Region pointing data:
#####
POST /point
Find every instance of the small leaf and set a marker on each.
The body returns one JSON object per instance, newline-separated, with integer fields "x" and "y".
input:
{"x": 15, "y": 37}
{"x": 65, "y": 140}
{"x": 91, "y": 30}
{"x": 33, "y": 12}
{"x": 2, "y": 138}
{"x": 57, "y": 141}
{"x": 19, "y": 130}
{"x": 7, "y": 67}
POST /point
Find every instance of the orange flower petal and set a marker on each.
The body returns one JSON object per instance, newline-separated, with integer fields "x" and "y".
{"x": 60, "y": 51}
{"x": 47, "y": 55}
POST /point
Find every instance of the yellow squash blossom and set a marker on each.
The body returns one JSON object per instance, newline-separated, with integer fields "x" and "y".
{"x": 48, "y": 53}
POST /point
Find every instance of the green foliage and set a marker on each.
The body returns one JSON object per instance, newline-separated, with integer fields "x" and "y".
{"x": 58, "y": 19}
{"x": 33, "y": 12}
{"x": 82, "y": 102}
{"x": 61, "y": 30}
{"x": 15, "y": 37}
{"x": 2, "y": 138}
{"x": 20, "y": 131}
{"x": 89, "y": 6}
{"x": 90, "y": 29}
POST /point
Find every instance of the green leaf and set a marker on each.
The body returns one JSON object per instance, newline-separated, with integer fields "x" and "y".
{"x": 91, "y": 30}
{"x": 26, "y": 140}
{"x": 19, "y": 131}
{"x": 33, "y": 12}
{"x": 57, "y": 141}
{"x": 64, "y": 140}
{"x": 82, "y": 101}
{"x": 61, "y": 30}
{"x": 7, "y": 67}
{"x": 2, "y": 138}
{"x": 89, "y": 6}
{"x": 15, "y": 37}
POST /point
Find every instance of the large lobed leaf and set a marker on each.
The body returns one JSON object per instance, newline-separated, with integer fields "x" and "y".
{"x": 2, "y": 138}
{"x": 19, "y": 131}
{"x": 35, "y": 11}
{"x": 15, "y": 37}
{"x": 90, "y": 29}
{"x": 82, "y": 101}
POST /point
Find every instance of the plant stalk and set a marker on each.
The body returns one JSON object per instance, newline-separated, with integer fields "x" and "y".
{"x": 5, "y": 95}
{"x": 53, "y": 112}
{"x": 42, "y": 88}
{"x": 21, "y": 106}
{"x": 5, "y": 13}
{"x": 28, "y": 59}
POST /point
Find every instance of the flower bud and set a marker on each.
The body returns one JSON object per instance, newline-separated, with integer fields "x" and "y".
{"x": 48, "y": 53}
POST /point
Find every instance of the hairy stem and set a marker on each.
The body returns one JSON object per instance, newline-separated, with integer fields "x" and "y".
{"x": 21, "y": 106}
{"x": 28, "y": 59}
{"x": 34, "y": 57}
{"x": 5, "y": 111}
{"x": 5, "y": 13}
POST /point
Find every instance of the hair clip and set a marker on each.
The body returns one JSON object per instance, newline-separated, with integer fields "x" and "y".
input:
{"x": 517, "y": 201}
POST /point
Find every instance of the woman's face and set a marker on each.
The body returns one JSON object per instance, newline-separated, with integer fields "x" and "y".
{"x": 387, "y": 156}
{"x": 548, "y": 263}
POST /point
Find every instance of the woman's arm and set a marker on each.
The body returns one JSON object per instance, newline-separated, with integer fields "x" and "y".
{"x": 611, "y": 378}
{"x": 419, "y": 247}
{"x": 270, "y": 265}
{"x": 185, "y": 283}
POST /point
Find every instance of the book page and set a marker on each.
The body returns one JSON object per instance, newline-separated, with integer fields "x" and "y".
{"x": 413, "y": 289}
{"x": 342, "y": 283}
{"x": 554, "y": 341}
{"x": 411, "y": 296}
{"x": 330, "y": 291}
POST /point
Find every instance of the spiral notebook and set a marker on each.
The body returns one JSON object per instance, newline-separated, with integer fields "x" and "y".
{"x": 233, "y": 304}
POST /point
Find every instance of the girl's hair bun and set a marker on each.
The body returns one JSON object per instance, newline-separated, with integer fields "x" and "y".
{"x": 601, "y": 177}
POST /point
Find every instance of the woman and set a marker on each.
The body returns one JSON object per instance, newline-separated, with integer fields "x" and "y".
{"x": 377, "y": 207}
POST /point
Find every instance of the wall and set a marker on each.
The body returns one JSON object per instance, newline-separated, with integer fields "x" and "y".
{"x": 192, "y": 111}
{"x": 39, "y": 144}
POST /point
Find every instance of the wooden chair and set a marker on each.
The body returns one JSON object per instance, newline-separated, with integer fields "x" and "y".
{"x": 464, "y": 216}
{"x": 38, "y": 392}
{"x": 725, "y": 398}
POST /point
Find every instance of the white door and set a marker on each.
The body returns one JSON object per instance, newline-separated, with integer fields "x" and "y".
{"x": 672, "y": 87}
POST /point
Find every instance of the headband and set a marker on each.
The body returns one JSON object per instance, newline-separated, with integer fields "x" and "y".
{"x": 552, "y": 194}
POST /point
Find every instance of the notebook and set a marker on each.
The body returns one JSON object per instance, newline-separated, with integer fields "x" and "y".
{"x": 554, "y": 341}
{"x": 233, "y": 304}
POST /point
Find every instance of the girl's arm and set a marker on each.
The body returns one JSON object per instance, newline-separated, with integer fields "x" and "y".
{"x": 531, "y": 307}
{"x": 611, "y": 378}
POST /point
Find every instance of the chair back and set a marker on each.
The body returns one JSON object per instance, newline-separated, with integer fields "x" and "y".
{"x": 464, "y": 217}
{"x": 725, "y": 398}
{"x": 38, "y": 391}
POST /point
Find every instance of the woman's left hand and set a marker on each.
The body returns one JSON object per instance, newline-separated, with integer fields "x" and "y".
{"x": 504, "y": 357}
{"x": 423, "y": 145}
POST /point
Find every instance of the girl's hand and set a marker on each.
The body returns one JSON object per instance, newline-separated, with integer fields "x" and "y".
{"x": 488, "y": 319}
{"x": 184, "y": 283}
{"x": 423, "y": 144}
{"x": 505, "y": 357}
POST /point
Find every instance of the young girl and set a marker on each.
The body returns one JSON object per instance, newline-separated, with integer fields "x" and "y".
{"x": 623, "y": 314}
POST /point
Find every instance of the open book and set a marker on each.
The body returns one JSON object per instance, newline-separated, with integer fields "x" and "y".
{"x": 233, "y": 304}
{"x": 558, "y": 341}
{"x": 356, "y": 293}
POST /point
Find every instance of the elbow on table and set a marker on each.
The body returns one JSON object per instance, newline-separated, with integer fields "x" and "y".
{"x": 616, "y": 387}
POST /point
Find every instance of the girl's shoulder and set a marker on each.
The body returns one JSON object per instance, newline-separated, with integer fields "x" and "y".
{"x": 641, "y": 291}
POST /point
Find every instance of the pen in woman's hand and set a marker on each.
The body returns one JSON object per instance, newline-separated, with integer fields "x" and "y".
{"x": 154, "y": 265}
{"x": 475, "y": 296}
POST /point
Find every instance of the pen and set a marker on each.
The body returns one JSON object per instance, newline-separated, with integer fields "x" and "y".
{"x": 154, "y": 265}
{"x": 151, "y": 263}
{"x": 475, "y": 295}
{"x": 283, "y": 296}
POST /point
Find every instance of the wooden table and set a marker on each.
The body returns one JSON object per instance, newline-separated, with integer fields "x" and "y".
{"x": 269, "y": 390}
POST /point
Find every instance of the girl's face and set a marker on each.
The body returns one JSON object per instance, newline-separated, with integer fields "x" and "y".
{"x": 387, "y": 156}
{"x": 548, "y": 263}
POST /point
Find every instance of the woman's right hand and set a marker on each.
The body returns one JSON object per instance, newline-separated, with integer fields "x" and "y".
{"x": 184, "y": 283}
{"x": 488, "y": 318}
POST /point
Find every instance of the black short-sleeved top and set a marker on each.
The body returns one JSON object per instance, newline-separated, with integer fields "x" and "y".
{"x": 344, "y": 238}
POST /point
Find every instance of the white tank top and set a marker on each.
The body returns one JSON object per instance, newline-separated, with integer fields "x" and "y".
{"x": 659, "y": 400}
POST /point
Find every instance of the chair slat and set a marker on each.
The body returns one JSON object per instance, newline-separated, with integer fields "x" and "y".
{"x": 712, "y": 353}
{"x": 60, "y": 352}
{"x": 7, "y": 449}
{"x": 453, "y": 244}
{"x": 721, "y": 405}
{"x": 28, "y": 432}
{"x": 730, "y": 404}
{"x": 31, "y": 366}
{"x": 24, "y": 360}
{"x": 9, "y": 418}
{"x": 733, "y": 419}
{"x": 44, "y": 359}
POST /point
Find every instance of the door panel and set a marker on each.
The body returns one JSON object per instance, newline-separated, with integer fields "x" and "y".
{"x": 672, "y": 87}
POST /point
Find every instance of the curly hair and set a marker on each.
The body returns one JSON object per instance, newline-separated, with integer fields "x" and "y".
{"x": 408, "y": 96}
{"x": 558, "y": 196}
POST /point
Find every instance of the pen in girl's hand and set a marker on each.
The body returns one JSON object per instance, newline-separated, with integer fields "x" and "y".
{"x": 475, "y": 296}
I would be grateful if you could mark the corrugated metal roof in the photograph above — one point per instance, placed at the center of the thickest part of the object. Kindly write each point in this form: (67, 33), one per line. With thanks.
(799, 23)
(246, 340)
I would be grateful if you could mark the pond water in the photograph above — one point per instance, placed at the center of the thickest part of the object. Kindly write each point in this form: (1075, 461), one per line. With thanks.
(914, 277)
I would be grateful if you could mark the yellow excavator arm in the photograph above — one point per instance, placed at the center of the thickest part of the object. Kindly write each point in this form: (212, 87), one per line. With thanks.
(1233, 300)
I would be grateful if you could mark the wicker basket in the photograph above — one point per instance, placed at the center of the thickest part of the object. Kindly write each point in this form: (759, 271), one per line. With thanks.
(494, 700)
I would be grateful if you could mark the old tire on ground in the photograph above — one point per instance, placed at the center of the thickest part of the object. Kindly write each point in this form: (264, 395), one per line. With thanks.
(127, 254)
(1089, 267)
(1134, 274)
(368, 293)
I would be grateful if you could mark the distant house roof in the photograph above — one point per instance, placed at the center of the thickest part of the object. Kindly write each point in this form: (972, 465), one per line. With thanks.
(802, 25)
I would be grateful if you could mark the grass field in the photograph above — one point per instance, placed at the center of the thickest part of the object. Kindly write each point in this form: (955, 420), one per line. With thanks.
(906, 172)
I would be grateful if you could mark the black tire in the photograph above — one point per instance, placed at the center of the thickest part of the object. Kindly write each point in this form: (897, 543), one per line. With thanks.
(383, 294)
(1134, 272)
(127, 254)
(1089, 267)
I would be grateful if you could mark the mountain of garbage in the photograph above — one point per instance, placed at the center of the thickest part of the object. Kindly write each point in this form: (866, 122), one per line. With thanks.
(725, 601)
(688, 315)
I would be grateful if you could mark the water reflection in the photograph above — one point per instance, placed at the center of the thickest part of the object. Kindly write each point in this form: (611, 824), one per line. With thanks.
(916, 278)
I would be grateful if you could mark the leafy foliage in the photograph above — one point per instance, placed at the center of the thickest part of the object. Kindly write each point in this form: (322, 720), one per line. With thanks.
#####
* _Work to complete_: Only the lines from the first line of the records through the one containing "Find every instance of the green foliage" should be reproduced, exactly, with both of them included.

* _Solution_:
POST /point
Find every instance of the small leaf and set a marker on each.
The body returns one JSON object per instance, newline-separated, with integer fields "x" and "y".
input:
{"x": 15, "y": 37}
{"x": 65, "y": 140}
{"x": 91, "y": 30}
{"x": 33, "y": 12}
{"x": 2, "y": 138}
{"x": 57, "y": 141}
{"x": 19, "y": 130}
{"x": 7, "y": 67}
POST /point
Find every instance of the orange flower petal and set a marker on each.
The body returns one JSON object per instance, newline-separated, with integer fields "x" and "y".
{"x": 60, "y": 51}
{"x": 47, "y": 55}
POST /point
Find every instance of the yellow squash blossom and set a marker on each.
The body returns one JSON object per instance, newline-separated, with integer fields "x" and "y".
{"x": 48, "y": 53}
POST /point
Find every instance of the green foliage and set a marker on each.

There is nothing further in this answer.